EXERCISE DIRECTIONS —
Nothing belongs in the answer except the lines of the material that include "castle".

INFORMATION —
*** Block opens ***
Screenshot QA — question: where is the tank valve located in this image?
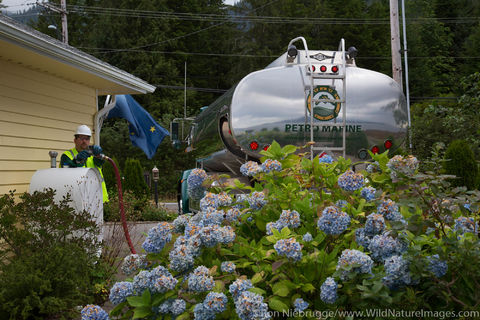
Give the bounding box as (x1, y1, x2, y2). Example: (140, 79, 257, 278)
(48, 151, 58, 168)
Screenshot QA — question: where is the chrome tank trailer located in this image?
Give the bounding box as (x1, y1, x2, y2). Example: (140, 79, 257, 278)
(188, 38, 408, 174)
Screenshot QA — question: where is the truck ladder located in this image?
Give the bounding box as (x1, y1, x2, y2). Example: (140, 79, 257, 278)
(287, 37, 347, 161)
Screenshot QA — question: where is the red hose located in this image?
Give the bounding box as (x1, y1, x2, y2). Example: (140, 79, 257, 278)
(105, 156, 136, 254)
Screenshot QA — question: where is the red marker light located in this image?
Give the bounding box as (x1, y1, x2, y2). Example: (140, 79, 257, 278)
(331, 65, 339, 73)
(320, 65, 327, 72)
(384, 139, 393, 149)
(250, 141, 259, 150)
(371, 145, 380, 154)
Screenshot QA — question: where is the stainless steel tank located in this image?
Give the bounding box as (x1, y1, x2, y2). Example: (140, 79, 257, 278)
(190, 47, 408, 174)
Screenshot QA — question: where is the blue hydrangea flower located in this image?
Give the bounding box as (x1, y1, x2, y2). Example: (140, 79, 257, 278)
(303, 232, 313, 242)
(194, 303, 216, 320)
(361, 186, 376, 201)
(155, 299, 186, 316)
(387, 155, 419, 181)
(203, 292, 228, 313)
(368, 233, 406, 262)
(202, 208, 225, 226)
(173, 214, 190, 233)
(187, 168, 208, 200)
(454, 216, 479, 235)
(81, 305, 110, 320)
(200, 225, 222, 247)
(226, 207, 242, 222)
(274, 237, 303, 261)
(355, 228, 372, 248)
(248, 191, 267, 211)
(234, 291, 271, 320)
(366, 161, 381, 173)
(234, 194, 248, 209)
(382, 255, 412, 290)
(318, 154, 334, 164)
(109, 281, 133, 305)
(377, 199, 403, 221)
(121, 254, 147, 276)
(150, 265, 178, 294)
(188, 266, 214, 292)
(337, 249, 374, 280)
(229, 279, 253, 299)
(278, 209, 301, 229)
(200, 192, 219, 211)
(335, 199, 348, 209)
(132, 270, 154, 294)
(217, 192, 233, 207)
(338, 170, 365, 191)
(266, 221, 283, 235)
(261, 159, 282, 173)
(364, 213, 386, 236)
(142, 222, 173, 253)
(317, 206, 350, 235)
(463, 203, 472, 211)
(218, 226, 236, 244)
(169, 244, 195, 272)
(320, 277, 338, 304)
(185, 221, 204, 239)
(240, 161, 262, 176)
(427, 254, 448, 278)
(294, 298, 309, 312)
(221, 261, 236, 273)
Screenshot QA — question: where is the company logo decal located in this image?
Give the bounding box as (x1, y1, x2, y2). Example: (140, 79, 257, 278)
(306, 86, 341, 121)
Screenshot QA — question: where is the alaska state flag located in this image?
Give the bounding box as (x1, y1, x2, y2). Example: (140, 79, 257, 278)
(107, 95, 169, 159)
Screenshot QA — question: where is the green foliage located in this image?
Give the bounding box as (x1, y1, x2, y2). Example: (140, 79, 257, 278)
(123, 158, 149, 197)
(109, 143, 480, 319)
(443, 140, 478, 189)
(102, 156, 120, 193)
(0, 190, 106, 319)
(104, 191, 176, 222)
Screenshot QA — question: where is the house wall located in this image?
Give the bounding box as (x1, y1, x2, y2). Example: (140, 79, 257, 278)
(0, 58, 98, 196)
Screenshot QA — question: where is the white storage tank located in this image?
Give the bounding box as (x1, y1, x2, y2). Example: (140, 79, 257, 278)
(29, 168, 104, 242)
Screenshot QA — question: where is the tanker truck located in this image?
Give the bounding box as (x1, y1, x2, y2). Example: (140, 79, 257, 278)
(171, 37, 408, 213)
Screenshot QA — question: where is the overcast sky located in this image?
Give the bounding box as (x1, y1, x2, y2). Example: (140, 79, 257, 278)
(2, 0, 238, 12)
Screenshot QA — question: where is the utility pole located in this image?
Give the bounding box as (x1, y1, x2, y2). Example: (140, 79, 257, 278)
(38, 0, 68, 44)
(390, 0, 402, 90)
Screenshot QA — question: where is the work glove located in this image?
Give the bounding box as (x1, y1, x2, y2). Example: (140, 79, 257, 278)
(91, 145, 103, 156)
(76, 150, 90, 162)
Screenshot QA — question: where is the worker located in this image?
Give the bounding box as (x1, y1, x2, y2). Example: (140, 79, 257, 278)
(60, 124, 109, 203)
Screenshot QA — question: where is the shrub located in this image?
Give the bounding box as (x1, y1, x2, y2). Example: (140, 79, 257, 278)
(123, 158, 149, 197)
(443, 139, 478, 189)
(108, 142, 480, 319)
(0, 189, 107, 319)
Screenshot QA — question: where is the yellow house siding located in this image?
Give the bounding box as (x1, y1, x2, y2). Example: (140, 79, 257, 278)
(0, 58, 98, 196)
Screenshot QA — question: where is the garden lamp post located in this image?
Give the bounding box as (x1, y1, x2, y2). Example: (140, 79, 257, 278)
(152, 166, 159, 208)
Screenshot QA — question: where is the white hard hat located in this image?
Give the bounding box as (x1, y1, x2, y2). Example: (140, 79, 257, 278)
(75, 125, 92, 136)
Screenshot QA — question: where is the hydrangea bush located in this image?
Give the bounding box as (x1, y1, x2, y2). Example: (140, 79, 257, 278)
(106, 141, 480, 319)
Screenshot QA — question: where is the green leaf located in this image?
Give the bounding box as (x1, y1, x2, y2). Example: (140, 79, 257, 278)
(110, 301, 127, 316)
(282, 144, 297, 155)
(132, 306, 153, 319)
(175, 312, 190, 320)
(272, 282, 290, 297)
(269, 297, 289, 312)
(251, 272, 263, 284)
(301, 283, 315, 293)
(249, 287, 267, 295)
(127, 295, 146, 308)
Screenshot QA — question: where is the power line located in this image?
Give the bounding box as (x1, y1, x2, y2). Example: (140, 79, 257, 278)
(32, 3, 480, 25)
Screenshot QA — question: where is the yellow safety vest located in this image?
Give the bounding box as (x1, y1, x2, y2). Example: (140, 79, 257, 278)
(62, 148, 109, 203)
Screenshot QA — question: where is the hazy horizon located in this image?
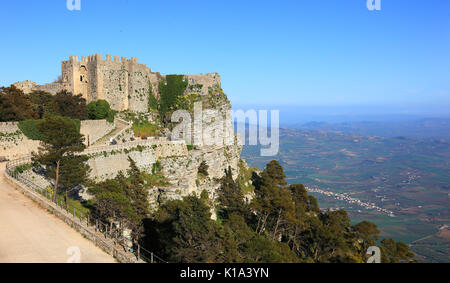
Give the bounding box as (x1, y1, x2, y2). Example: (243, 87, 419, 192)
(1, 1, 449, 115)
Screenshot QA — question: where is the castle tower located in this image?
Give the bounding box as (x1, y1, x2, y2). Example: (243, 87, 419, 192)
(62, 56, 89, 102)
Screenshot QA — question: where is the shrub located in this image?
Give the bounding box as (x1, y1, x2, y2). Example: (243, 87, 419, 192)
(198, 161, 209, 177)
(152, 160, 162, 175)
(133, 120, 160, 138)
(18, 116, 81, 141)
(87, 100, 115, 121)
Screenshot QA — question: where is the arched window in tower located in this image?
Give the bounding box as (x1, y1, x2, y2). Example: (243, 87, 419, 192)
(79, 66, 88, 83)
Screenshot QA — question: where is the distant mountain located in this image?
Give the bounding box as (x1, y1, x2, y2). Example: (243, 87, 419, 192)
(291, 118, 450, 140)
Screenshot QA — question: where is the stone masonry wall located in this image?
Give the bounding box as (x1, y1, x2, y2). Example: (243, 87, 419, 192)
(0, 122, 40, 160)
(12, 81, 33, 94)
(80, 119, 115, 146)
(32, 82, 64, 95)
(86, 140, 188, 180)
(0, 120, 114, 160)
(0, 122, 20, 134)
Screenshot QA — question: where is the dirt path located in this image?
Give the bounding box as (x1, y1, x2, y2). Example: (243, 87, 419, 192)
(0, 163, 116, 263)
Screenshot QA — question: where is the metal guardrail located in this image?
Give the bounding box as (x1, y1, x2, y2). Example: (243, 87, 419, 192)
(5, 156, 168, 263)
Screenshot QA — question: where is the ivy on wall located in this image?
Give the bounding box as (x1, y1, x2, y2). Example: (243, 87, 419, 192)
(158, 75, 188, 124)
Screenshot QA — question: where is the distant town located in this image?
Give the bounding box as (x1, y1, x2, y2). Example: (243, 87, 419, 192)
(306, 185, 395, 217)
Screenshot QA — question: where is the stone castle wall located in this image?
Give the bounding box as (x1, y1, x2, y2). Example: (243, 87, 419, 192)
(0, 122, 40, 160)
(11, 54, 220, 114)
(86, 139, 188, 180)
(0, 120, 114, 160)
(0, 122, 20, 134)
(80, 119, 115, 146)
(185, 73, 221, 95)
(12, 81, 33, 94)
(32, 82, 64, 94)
*** Block closes ***
*** Block opens ***
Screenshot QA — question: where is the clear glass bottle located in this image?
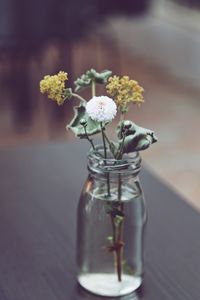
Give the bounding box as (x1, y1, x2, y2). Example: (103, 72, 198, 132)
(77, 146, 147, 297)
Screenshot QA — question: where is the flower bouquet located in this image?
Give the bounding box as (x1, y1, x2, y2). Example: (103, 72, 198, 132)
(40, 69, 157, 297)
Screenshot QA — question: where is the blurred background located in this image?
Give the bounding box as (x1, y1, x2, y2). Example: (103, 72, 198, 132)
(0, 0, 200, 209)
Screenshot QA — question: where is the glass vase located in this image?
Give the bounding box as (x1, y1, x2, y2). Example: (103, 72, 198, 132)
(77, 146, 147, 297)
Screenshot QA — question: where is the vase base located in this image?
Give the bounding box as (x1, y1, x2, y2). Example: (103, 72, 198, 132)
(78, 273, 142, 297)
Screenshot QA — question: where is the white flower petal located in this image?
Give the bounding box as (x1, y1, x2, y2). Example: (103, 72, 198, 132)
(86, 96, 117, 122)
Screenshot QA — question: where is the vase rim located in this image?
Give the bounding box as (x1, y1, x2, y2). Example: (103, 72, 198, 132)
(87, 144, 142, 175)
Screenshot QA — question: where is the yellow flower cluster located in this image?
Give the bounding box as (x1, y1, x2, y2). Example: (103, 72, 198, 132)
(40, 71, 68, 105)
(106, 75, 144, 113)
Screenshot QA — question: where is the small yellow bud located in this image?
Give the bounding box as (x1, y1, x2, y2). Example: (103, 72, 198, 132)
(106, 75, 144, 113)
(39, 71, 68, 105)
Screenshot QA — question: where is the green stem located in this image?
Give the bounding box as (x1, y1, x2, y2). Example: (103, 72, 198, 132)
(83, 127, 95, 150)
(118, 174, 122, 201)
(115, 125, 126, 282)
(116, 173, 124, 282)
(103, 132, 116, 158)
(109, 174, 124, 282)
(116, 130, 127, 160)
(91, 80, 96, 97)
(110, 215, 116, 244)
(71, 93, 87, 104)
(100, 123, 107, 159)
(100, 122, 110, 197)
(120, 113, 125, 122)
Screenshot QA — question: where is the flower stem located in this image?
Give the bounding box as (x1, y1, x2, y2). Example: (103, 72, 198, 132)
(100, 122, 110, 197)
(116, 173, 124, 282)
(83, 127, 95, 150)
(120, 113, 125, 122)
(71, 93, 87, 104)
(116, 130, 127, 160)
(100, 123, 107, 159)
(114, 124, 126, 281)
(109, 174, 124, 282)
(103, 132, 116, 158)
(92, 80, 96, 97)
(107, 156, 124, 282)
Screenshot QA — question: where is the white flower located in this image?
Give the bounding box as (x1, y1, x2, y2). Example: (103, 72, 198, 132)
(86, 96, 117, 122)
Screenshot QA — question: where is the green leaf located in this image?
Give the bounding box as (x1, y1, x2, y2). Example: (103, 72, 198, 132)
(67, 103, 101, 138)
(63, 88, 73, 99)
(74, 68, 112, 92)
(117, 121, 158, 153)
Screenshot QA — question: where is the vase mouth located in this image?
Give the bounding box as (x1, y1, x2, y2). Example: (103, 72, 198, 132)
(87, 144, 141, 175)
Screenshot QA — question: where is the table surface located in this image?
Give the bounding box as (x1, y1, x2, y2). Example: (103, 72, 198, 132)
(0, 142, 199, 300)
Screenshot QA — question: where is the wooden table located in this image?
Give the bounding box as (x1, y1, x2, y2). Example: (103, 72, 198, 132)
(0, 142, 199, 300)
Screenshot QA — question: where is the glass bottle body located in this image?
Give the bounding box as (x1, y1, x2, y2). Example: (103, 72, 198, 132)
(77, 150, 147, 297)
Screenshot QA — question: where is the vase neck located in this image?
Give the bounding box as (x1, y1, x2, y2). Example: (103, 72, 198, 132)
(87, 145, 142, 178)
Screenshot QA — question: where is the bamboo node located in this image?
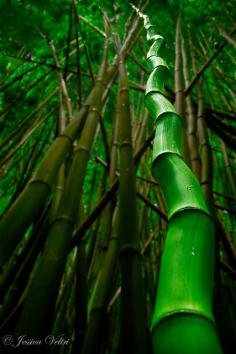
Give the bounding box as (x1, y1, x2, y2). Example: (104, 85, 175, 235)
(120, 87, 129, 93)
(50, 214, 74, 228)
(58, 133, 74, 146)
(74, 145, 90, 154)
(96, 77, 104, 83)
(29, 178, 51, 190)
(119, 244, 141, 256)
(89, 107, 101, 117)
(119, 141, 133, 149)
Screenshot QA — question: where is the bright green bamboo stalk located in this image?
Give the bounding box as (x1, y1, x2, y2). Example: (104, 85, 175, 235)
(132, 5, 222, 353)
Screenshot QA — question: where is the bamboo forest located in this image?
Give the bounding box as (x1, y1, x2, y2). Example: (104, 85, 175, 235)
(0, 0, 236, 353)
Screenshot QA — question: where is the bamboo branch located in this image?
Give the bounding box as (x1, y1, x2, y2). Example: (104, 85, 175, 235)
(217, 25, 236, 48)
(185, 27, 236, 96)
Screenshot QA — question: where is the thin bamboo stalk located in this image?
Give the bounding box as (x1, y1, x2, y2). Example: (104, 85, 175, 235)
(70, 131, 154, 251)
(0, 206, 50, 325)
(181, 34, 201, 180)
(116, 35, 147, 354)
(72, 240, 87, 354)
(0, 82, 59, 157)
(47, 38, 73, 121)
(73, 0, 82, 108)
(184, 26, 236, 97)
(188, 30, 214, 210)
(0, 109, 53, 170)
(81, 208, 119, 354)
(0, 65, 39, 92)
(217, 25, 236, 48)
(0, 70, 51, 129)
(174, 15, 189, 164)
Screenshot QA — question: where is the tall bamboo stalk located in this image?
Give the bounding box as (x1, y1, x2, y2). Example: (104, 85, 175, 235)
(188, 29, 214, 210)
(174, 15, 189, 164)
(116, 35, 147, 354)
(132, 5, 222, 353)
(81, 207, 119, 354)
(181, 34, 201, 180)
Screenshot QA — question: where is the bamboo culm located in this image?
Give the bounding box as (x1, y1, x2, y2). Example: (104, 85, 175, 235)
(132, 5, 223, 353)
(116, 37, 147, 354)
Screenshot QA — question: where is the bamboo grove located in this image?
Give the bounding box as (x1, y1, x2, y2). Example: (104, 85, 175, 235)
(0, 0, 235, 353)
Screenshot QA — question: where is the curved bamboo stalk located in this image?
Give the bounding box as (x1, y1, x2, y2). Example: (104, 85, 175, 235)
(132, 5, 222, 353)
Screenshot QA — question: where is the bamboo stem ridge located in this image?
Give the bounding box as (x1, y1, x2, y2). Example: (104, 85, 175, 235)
*** Block closes ***
*** Block opens ***
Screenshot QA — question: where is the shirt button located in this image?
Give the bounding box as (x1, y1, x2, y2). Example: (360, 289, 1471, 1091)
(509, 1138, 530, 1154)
*** Block closes ***
OUTPUT OF THE TASK —
Screenshot QA — question: where is the castle tower located in this image?
Screenshot QA — question: where is the stone castle wall located in this image?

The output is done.